What needs to be done: The data should be written out in full, exactly as it stands, and the pictures dropped.
BEGIN
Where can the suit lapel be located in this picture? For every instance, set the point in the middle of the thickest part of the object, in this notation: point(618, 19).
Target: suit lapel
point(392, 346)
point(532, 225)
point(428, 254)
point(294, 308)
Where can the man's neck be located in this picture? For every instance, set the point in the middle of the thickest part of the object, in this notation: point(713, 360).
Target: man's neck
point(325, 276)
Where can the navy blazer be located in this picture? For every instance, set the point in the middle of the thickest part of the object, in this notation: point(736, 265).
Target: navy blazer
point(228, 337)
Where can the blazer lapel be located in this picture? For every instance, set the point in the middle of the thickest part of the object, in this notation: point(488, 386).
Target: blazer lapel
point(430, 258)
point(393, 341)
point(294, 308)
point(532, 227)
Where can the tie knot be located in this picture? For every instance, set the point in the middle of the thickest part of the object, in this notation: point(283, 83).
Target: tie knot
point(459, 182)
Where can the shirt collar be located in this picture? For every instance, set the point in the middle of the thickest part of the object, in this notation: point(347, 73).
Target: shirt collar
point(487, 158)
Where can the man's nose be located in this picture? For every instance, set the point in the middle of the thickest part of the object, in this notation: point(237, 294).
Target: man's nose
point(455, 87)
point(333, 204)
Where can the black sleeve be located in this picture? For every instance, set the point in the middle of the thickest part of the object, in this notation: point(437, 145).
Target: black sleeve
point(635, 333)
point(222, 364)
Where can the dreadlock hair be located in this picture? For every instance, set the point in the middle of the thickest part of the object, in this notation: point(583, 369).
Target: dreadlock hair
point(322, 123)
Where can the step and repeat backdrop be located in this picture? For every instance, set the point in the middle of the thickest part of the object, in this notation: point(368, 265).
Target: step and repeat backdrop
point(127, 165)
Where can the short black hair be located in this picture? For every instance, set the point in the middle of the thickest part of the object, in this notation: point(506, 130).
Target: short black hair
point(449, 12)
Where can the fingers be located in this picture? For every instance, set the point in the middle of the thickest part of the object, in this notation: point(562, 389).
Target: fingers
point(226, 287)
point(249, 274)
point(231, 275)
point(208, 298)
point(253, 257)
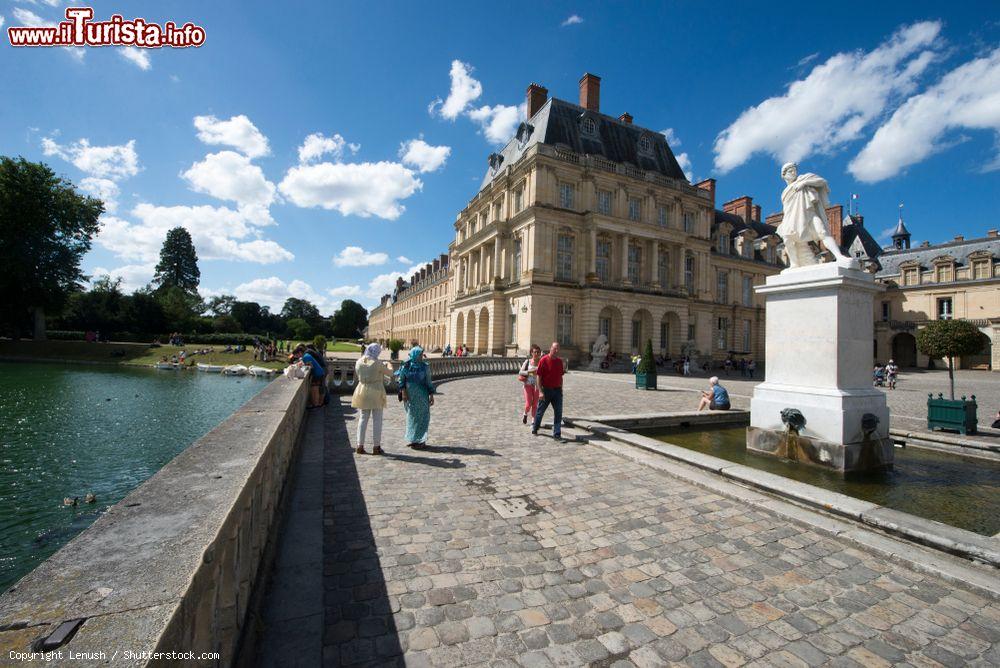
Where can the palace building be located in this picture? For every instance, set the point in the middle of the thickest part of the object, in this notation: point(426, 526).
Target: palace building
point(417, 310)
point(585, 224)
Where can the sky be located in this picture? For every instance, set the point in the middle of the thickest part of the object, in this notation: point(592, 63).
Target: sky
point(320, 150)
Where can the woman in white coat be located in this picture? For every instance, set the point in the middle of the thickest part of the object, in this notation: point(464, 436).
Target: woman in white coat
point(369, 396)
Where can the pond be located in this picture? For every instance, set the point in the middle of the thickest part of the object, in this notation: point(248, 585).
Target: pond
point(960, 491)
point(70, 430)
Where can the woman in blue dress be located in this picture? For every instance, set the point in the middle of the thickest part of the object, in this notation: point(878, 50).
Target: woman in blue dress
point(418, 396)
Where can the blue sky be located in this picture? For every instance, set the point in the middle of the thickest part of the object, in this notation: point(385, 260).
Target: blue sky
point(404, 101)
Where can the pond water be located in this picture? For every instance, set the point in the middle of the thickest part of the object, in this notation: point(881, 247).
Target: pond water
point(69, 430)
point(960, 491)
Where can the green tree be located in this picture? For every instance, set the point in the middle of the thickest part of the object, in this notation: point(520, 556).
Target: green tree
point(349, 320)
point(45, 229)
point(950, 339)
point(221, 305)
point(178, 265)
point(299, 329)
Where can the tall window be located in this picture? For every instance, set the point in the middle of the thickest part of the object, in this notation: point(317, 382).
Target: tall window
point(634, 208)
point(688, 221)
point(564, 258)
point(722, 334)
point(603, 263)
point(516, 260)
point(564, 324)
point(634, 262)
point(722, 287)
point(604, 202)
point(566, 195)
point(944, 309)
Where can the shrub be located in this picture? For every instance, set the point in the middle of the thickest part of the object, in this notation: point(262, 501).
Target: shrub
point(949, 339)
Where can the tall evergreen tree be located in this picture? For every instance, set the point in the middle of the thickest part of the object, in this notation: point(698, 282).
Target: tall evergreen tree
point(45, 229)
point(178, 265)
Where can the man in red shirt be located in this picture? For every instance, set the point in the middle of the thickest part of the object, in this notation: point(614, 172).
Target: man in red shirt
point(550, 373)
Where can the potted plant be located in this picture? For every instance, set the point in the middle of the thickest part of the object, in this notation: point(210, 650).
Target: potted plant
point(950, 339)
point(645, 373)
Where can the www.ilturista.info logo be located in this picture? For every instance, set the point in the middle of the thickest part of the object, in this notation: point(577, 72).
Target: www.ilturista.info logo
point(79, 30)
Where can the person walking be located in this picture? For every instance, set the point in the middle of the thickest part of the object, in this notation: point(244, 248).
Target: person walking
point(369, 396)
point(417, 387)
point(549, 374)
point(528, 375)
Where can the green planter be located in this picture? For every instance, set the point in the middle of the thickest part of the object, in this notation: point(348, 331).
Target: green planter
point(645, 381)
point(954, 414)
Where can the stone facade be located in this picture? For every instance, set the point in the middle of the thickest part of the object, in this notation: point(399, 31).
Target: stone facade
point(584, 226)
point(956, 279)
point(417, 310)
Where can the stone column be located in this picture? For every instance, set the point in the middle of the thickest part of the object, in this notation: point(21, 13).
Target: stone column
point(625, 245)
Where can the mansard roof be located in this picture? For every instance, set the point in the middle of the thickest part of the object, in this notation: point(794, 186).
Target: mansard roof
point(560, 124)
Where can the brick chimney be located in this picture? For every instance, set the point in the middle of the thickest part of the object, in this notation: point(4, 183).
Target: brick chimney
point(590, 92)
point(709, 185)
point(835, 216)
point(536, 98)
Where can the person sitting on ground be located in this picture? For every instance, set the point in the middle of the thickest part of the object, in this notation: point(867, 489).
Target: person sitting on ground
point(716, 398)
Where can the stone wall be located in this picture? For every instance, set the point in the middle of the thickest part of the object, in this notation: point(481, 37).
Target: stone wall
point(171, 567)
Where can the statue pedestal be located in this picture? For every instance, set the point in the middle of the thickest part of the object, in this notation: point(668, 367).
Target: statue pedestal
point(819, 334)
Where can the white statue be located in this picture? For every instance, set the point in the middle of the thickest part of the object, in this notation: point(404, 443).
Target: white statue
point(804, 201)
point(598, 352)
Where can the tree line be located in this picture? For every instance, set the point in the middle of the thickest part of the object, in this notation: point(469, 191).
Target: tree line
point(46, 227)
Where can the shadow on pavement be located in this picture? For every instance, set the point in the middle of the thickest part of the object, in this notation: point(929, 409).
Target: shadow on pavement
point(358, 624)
END
Your response:
Where can the suit lapel be located in this picture? For every instance, set the point in the middle of the thickest part of the object, in this notation: point(618, 19).
Target: suit lapel
point(392, 346)
point(532, 225)
point(428, 254)
point(294, 308)
Where can the man's neck be located in this picture? For every instance, set the point in the middle of the thickest part of the object, in this notation: point(713, 360).
Target: man's neck
point(325, 276)
Where can the navy blazer be located in this picture? For every instance, set the point in the middle of the thickest part of the object, in this notation: point(736, 265).
Target: navy blazer
point(228, 337)
Where can the blazer lapel be located in this picture? For every instance, set the point in the middle of the thickest part of the object, in this notation: point(488, 386).
Target: blazer lapel
point(430, 258)
point(393, 341)
point(294, 308)
point(532, 227)
Where can the tie knot be located in this picture? For every instance, set the point in the middle of the thickest part of the object, in this notation: point(283, 83).
Target: tie knot
point(459, 182)
Where can the shirt collar be located in this picture? For every instance, set the point in the middle of the thickest part of the object, in this notation: point(347, 73).
Target: shirt collar
point(487, 158)
Where can the man's nose be located in this picture? For every instance, set the point in the middle of the thickest part of the object, in this notation: point(237, 294).
Target: man's nose
point(455, 87)
point(333, 204)
Where can the black sleeve be located in this picture? For every instance, set the point in the middle of the thickest part of the object, in this notation: point(437, 145).
Target: black sleeve
point(635, 333)
point(222, 364)
Where can the dreadlock hair be located in this picture? For every instance, set the point in the middle of the thickest part of the object, in this notation: point(583, 369).
Target: dreadlock hair
point(322, 123)
Where can the step and repeat backdrop be located in this picture? For every instance, set the point in the middle of the thickest part of the object, in this notation: point(368, 265).
Target: step and repeat backdrop
point(127, 165)
Where can the short black hair be located in this picture? For every instance, set the point in the middle of the thickest part of the object, in this notation: point(506, 130).
Target: short black hair
point(449, 12)
Where can the fingers be located in this picture? For every instance, set the point in the middle of the thickest part of the object, in this notation: point(562, 389).
Target: fingers
point(226, 287)
point(249, 274)
point(231, 275)
point(208, 298)
point(253, 257)
Where can the palace building be located in this picture? For every instance, set the point in the middle of the thickest part of the object, in this notation: point(426, 526).
Target: palace building
point(417, 310)
point(585, 224)
Where can the sky be located in this picture? For every instance, set the point in the middle of the thickest part of the object, in this notation: point(592, 63).
Target: sky
point(320, 150)
Where can the woman in white coat be located in this picture? For every instance, set the point in the middle of the thickest part of the object, in this notation: point(464, 436).
Target: woman in white coat
point(369, 396)
Where can the pond be located in this picture? For every instance, set the point in the middle of the thickest part of the object, in this notation: point(248, 585).
Target: pond
point(960, 491)
point(70, 430)
Where can the woman in blue dress be located in this picture? For every instance, set the point in the middle of the thickest part of the object, in this notation: point(878, 50).
Target: woman in blue dress
point(418, 396)
Where can the blue sky be located in this picture? For every instance, set the point in the middle of the thickest part of the object, in this notation: point(385, 260).
Target: blue sky
point(404, 101)
Where can the pond water be located in this picture? For every instance, set the point in the middle of the thickest part of the object, in this notation: point(881, 247).
Target: pond water
point(69, 430)
point(960, 491)
Where can the green tree be located in this picture? For every instance, set the point in the middle of the thickest part of the object, in this notation: point(520, 556).
Target: green tree
point(349, 320)
point(45, 229)
point(950, 339)
point(221, 305)
point(178, 265)
point(299, 329)
Where can the tall window be located in this picture? For every instance, set the point in the middle of the thickest part of the object, in this notation: point(317, 382).
Target: tall window
point(634, 208)
point(688, 221)
point(564, 258)
point(722, 334)
point(603, 263)
point(516, 260)
point(564, 324)
point(634, 262)
point(722, 287)
point(604, 202)
point(566, 195)
point(944, 309)
Where can the shrub be located in this picture? For every instance, set the point in the middle of the thickest part of the object, in this notation: point(262, 501).
Target: shrub
point(949, 339)
Where can the tall evergreen tree be located in this picture? For every instance, set the point in the middle of the thickest part of the object, in this notation: point(698, 282).
Target: tall evergreen tree
point(45, 229)
point(178, 265)
Where can the man in red shirt be located in this picture? For every instance, set the point in the middle of the thickest part of the object, in this notation: point(614, 172).
Target: man in red shirt
point(550, 373)
Where can the potted plant be located in this picture? For every instance, set the point in the middle of the thickest part of the object, in this notation: point(210, 650).
Target: potted plant
point(950, 339)
point(645, 373)
Where can the www.ilturista.info logo be located in this picture? For every instance, set the point in the middle of the thickest part of the object, in this notation: point(577, 72).
Target: www.ilturista.info logo
point(79, 30)
Where can the person walking be located in this picture? For every instance, set the point in the middle of the thickest part of the object, in this notation: point(244, 248).
Target: person walking
point(369, 396)
point(417, 387)
point(549, 374)
point(528, 375)
Where can the green planter be located in this picture? For every instance, set the point in the middle of the thickest part of the object, in this notation: point(348, 331).
Target: green planter
point(645, 381)
point(954, 414)
Where can the stone facade be located in this picture? For every instance, set the point in the middle of the thickest part of the object, in this notation: point(399, 31).
Target: stone facade
point(584, 226)
point(956, 279)
point(417, 310)
Where can the stone column be located in this picture? For every instance, set the point in the middle of the thickest part of the object, in this notation: point(21, 13).
Target: stone column
point(625, 245)
Where can the mansard roof be located in this picture? For every instance, set the point in the middle of the thickest part of the object, in this notation: point(794, 186).
Target: mansard roof
point(560, 124)
Where can the brick chimney be located in this picture? For every instance, set the point in the middle of the thickest part of the object, in this notation: point(4, 183).
Target: brick chimney
point(590, 92)
point(709, 185)
point(835, 216)
point(536, 98)
Where can the person sitting on ground be located in this picture? For every instance, set the point in the middle of the thickest part of the object, in this notation: point(867, 489).
Target: person sitting on ground
point(716, 398)
Where can the stone wall be located in this picture? For every instance, set the point in the middle of the thickest part of the object, in this notation: point(481, 37).
Target: stone wall
point(171, 567)
Where can the statue pedestal be located in this picture? For every instance, set the point in the middle of the thickest part of the object, in this notation: point(668, 367).
Target: statue pedestal
point(819, 334)
Where can the white statue be located in this picture? For every instance, set the point in the middle of the thickest part of the object, in this notation: point(404, 443).
Target: white statue
point(804, 201)
point(598, 352)
Where can the tree line be located in this picture? For every instance, set the point in the middle of the thickest part of the object, in this notation: point(469, 191).
Target: tree line
point(46, 227)
Where can the shadow on pavement be located in this picture? For every instance, set the point in the middle of the thickest part of the object, in this notation: point(929, 409).
Target: shadow on pavement
point(358, 624)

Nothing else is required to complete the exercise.